**QUELLE**
----
Mut, Team, Innovation, Mensch. Für Pius Baschera, Hilti-Verwaltungsratspräsident, sind das mehr als Worte. Es sind Werte, aus denen Kultur geschaffen wird. Die berühmte Hilti-Kultur zum Beispiel. (die baustellen Nr. 05/11)
«die baustellen»: Ich war noch nicht einmal im Kindergarten, als mich mein Onkel, der dabei war, einen neuen Stall zu bauen, schickte, die Hilti zu holen. Welches war Ihr erstes Hilti-Erlebnis?
Pius Baschera: Ich hatte mein Hilti-Erlebnis erst, als ich vor 32 Jahren in die Firma eintrat. Als das Unternehmen auf mich zukam, musste ich mich zunächst darüber informieren, was Hilti genau macht. Ich kam nicht aus der Bauindustrie und hatte auch keinen familiären Bezug dazu. Zudem hatte Hilti damals noch nicht den Bekanntheitsgrad , den wir heute haben.
----
(Datenliste)
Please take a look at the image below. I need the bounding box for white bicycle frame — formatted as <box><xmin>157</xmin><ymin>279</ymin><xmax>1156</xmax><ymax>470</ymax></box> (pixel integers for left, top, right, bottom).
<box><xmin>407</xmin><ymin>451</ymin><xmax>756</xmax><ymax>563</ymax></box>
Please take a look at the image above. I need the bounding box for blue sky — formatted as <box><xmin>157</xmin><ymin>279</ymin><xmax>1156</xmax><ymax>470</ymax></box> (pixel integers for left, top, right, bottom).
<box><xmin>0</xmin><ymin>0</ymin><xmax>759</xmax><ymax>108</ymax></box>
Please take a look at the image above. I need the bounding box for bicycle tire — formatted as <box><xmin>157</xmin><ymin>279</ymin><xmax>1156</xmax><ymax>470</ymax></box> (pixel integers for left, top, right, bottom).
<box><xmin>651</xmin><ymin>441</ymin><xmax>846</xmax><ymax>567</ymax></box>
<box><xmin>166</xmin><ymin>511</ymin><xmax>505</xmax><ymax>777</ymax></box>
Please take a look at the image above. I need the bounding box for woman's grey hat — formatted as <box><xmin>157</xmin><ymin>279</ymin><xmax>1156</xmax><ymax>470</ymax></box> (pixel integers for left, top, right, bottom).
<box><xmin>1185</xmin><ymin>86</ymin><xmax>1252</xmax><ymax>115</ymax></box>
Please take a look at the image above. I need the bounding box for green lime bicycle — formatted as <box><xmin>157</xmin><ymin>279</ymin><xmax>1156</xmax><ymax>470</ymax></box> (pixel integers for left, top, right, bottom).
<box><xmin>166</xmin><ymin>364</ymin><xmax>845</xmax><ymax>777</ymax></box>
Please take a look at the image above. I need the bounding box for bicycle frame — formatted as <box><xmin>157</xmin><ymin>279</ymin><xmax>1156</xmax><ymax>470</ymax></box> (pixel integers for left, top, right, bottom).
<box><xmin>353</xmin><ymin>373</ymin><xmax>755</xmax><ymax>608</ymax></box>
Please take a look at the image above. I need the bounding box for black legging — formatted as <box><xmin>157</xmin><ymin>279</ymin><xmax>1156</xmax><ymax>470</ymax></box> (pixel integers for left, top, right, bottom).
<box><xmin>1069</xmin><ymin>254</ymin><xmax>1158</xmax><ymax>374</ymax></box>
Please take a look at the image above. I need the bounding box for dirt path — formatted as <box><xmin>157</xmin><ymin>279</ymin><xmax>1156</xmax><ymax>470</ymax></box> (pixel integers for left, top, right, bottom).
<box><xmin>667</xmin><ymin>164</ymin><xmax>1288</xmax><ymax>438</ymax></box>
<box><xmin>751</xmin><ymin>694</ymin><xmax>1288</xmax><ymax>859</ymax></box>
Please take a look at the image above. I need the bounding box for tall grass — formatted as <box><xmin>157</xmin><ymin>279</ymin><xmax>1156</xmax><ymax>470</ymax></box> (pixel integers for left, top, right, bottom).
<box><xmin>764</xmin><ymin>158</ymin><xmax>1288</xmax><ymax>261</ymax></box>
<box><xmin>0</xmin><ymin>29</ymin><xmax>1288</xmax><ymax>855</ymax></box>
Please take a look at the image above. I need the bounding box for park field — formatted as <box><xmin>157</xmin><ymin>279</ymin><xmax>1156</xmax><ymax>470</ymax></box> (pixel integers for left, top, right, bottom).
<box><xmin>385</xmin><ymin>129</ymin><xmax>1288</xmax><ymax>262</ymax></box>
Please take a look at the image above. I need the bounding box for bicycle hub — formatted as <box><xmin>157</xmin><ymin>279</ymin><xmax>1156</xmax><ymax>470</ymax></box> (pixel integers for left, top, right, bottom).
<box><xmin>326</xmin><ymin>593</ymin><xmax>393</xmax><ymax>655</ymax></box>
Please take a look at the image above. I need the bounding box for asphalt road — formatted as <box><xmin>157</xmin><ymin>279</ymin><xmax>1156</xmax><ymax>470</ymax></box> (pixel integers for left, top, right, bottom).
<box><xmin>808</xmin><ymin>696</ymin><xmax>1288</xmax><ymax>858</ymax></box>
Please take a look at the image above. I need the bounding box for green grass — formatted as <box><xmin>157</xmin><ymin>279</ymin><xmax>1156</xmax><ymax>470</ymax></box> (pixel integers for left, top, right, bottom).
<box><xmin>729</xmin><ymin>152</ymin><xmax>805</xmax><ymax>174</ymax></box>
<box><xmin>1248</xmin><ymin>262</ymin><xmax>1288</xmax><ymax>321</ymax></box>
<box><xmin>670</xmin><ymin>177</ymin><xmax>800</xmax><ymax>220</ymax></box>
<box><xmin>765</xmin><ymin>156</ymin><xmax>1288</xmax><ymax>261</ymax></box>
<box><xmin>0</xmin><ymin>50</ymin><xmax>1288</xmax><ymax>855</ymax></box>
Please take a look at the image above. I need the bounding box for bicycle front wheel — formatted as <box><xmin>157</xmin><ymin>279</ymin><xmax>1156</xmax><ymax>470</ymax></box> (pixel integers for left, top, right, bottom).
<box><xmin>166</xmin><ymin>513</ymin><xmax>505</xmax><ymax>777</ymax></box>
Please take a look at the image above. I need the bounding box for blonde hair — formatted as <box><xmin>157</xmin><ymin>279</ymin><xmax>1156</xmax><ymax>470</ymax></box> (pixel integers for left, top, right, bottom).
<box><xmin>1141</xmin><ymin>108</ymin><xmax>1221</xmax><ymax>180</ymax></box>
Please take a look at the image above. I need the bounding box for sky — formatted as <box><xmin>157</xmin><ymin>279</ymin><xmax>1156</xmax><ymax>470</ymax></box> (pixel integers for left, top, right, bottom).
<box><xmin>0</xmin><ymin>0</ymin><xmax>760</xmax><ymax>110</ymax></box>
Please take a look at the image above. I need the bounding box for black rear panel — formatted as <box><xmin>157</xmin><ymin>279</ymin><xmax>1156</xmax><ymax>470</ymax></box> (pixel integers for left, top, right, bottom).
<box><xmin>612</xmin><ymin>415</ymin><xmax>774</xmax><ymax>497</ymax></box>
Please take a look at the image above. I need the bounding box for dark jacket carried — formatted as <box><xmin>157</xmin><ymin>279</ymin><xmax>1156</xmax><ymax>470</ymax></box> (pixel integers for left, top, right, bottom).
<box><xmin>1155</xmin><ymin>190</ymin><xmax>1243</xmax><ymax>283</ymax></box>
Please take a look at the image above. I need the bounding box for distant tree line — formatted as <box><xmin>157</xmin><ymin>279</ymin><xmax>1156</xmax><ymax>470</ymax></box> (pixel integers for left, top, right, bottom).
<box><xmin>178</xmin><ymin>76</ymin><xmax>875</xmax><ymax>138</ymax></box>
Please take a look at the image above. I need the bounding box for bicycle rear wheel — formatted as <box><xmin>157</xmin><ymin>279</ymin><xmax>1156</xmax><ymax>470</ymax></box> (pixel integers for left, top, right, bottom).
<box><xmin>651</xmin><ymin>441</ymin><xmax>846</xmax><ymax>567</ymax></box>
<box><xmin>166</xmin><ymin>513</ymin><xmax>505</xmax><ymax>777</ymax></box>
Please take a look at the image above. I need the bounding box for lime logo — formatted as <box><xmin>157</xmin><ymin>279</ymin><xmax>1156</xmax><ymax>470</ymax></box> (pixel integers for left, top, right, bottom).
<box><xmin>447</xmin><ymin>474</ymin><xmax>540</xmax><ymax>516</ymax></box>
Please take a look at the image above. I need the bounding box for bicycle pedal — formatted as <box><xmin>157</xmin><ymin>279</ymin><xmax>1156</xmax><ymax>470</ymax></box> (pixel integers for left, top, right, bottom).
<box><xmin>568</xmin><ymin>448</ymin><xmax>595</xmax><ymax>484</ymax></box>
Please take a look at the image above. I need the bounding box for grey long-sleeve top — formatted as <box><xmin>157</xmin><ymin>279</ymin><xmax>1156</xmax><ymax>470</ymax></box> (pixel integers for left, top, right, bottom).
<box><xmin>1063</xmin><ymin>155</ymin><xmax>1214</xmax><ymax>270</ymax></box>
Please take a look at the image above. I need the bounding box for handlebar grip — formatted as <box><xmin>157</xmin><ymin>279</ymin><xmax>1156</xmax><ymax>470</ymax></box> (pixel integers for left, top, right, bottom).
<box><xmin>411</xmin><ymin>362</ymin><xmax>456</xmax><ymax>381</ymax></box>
----
**ZIELE**
**A)** Welche Funktion hat Pius Baschera laut dem Interview bei Hilti?
**B)** Tippe die Einträge erneut ab, beginnend mit der Zeile, die „for bicycle pedal“ enthält, und endend mit dem letzten Eintrag.

**LÖSUNGEN**
**A)** Er ist Verwaltungsratspräsident von Hilti.

**B)**
Please take a look at the image above. I need the bounding box for bicycle pedal — formatted as <box><xmin>157</xmin><ymin>279</ymin><xmax>1156</xmax><ymax>470</ymax></box> (pixel integers for left, top, right, bottom).
<box><xmin>568</xmin><ymin>448</ymin><xmax>595</xmax><ymax>484</ymax></box>
Please take a look at the image above. I need the bounding box for grey long-sleeve top — formatted as <box><xmin>157</xmin><ymin>279</ymin><xmax>1156</xmax><ymax>470</ymax></box> (pixel integers for left, top, right, bottom).
<box><xmin>1063</xmin><ymin>155</ymin><xmax>1214</xmax><ymax>270</ymax></box>
Please take a look at the image above. I need the bounding box for handlebar grip — formatted as <box><xmin>157</xmin><ymin>279</ymin><xmax>1156</xmax><ymax>470</ymax></box> (pixel integers for left, top, right, bottom).
<box><xmin>411</xmin><ymin>362</ymin><xmax>456</xmax><ymax>381</ymax></box>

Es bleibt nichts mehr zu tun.